# Your objective
Rewrite the records below so that each "orange flame" becomes "yellow flame", keeping everything else the same.

# Entries
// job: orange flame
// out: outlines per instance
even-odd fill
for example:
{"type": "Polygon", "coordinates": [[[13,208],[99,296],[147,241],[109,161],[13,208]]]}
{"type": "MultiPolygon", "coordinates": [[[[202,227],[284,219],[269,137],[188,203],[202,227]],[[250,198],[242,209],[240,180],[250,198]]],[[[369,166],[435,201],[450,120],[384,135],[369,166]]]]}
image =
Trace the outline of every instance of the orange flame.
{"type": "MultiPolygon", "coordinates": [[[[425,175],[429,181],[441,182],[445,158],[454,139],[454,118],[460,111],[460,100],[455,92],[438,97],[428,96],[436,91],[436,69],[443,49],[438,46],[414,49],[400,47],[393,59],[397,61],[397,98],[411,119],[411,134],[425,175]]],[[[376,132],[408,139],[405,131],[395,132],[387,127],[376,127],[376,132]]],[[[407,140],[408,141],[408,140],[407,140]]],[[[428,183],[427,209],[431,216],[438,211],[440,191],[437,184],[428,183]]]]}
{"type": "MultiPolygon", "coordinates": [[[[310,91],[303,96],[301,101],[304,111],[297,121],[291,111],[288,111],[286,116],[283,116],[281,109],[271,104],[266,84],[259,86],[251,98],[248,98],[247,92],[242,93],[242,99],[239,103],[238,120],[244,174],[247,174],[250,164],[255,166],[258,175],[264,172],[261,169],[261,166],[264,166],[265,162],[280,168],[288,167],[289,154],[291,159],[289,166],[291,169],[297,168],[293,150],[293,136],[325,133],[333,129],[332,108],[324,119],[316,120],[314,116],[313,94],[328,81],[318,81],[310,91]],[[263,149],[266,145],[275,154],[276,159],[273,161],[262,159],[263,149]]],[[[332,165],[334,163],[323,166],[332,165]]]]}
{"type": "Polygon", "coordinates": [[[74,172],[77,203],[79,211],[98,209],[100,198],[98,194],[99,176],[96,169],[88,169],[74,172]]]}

# Correct result
// job: yellow flame
// out: outlines per instance
even-odd fill
for example:
{"type": "Polygon", "coordinates": [[[13,208],[99,296],[147,241],[109,161],[13,208]]]}
{"type": "MultiPolygon", "coordinates": [[[[202,227],[284,219],[269,137],[188,203],[202,227]],[[250,198],[242,209],[240,180],[250,198]]],[[[369,166],[435,201],[450,120],[384,135],[369,166]]]]}
image =
Trace the outline of every instance of the yellow flame.
{"type": "MultiPolygon", "coordinates": [[[[425,175],[429,181],[441,182],[445,158],[454,139],[454,118],[460,111],[460,100],[455,92],[438,97],[428,96],[436,91],[436,69],[443,49],[438,46],[414,49],[400,47],[393,59],[397,61],[397,98],[411,119],[411,134],[425,175]]],[[[376,132],[408,139],[405,131],[395,132],[387,127],[376,127],[376,132]]],[[[407,140],[408,141],[408,140],[407,140]]],[[[428,183],[427,209],[431,216],[438,211],[440,191],[437,184],[428,183]]]]}
{"type": "MultiPolygon", "coordinates": [[[[310,91],[303,96],[301,101],[304,111],[297,121],[291,111],[288,111],[286,116],[283,116],[281,109],[271,104],[266,84],[259,86],[251,98],[248,98],[247,92],[242,93],[242,99],[239,103],[238,120],[244,174],[247,174],[250,164],[255,166],[258,175],[264,172],[261,169],[261,166],[264,166],[265,162],[280,168],[288,167],[289,154],[291,159],[289,166],[291,169],[297,168],[293,150],[293,136],[325,133],[333,129],[332,108],[324,119],[316,120],[314,116],[313,94],[328,81],[318,81],[310,91]],[[263,149],[266,145],[275,154],[276,159],[273,161],[262,159],[263,149]]],[[[332,165],[334,163],[323,166],[332,165]]]]}
{"type": "Polygon", "coordinates": [[[74,172],[77,203],[79,211],[98,209],[100,198],[98,194],[99,176],[96,169],[88,169],[74,172]]]}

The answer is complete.